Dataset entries
******
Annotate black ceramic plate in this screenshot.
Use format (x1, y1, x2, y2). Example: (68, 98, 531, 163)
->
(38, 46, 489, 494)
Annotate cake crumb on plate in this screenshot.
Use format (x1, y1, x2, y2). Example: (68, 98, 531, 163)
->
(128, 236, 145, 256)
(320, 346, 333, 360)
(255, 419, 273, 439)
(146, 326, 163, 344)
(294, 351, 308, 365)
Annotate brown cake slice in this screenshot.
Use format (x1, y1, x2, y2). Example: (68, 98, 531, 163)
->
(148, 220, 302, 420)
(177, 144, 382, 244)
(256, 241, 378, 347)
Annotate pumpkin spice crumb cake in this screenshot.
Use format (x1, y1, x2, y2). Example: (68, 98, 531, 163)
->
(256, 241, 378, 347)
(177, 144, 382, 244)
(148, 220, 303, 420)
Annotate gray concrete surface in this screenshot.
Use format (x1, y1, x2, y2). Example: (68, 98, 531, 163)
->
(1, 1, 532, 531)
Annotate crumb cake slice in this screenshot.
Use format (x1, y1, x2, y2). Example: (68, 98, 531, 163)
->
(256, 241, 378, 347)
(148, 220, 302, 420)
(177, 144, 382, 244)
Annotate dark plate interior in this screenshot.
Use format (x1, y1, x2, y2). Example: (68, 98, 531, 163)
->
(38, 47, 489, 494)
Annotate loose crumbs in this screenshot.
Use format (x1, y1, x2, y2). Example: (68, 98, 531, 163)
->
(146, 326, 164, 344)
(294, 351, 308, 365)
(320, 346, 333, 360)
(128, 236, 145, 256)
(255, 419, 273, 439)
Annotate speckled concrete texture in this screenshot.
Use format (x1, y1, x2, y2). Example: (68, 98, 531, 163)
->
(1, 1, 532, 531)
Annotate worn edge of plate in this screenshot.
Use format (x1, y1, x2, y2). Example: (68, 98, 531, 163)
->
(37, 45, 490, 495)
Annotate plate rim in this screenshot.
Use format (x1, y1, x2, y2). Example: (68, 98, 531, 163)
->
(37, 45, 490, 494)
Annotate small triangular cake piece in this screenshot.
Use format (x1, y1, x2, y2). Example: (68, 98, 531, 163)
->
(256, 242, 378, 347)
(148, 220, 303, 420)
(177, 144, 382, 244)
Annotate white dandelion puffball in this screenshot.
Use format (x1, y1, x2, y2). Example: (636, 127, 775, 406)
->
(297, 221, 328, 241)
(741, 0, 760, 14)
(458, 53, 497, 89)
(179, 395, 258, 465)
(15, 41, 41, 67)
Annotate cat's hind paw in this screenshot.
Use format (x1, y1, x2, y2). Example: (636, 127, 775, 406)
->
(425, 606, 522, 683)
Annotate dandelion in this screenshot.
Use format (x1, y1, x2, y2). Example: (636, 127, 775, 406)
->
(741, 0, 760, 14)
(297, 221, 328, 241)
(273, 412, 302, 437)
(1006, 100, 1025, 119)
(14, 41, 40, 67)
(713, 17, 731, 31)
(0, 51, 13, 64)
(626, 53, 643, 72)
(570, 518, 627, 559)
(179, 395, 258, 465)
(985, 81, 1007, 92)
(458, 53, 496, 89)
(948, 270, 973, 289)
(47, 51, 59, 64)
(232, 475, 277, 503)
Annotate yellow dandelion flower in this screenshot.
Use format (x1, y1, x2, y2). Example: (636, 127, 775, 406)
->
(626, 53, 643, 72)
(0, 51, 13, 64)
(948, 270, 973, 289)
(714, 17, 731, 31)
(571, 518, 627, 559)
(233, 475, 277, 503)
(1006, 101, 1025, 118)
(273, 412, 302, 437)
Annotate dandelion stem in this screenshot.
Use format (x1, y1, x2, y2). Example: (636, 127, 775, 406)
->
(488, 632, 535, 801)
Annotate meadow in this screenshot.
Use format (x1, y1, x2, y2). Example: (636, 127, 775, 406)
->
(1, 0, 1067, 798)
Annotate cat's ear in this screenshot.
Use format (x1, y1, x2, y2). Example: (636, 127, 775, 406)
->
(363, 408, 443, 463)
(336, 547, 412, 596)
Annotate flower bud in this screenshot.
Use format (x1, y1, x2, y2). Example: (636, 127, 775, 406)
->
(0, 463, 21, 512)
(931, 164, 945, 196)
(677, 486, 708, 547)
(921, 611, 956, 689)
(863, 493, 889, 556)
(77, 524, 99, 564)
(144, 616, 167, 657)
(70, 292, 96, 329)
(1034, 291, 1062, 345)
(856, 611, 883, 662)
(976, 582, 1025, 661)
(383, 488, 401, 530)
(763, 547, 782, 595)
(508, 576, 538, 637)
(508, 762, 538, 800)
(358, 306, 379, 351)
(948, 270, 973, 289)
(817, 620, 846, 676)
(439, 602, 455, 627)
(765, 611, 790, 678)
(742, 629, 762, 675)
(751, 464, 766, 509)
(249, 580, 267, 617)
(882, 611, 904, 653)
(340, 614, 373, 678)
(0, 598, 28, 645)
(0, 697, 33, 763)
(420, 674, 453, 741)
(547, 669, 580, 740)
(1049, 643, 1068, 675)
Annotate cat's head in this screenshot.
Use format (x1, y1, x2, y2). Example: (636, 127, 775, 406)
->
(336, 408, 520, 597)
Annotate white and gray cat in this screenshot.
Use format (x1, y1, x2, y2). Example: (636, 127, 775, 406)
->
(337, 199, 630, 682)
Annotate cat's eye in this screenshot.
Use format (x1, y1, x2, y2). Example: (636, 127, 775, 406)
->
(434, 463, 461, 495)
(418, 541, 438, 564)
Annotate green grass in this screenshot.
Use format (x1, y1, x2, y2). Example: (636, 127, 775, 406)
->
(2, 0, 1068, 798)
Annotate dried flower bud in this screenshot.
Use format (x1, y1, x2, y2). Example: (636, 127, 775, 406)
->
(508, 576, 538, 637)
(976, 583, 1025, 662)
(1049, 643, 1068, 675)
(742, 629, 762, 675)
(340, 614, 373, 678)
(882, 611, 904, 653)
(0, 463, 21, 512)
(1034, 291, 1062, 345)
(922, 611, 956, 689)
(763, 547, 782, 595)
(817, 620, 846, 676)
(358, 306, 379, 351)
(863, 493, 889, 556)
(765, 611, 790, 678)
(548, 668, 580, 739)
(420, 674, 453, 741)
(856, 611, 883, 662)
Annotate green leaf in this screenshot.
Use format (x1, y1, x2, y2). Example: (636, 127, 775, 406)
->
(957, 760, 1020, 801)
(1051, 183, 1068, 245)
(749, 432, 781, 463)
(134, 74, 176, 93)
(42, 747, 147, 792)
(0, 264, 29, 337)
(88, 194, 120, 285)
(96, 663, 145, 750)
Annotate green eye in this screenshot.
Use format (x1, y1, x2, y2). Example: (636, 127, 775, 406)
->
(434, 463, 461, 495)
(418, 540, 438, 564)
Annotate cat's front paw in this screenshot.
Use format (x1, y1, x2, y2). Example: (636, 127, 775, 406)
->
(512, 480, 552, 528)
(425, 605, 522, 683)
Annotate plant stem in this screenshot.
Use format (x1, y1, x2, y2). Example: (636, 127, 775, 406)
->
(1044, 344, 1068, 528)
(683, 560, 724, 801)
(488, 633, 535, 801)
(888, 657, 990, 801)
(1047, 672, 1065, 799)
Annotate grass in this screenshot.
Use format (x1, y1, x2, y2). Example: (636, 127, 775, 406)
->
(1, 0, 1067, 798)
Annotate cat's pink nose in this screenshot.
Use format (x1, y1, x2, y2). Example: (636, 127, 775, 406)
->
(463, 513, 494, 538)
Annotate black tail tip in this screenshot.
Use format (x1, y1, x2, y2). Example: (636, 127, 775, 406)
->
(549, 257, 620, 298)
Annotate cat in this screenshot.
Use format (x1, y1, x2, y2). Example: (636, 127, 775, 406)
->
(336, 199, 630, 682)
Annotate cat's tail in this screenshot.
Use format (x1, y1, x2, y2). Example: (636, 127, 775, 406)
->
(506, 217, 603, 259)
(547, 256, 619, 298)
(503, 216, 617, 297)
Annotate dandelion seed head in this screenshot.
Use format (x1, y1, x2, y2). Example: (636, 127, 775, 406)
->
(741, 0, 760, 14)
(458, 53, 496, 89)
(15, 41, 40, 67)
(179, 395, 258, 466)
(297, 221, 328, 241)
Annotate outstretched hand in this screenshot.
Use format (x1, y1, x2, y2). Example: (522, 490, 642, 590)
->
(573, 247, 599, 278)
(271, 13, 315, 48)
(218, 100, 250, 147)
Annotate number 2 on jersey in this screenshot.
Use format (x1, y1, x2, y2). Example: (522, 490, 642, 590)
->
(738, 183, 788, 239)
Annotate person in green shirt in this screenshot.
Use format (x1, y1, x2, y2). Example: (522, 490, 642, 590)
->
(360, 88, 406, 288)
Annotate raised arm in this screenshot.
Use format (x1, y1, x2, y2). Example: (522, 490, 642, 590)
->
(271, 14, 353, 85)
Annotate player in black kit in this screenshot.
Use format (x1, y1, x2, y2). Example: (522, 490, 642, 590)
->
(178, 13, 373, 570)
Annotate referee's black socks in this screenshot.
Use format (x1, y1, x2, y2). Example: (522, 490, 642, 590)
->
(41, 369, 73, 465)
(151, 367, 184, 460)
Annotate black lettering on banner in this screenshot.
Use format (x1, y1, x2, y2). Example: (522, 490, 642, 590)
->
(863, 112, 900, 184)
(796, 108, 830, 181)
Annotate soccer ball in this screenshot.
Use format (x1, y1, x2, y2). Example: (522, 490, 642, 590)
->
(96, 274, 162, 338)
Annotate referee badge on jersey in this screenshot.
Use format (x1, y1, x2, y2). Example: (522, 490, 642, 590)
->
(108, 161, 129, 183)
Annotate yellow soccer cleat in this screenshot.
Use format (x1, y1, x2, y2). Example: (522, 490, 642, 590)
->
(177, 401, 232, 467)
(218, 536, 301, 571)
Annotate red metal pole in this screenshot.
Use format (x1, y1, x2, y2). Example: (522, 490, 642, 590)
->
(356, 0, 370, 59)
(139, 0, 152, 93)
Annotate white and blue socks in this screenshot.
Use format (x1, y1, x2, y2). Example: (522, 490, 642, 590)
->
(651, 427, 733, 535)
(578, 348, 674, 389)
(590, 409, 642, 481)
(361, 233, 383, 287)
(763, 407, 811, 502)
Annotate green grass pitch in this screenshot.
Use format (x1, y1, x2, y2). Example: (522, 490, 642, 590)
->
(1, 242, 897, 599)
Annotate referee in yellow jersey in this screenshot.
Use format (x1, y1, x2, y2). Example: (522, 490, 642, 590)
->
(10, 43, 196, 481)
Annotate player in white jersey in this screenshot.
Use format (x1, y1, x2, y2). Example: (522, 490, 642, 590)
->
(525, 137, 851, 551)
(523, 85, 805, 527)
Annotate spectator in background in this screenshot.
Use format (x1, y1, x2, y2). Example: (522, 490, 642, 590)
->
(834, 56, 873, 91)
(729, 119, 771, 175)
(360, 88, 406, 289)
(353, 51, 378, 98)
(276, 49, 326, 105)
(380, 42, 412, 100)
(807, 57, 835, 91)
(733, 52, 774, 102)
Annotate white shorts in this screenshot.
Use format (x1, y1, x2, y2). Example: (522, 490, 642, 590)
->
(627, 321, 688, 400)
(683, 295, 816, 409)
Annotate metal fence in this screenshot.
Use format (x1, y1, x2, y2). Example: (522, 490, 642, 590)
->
******
For the records above, count the lines holding the word "black" and give only that number.

5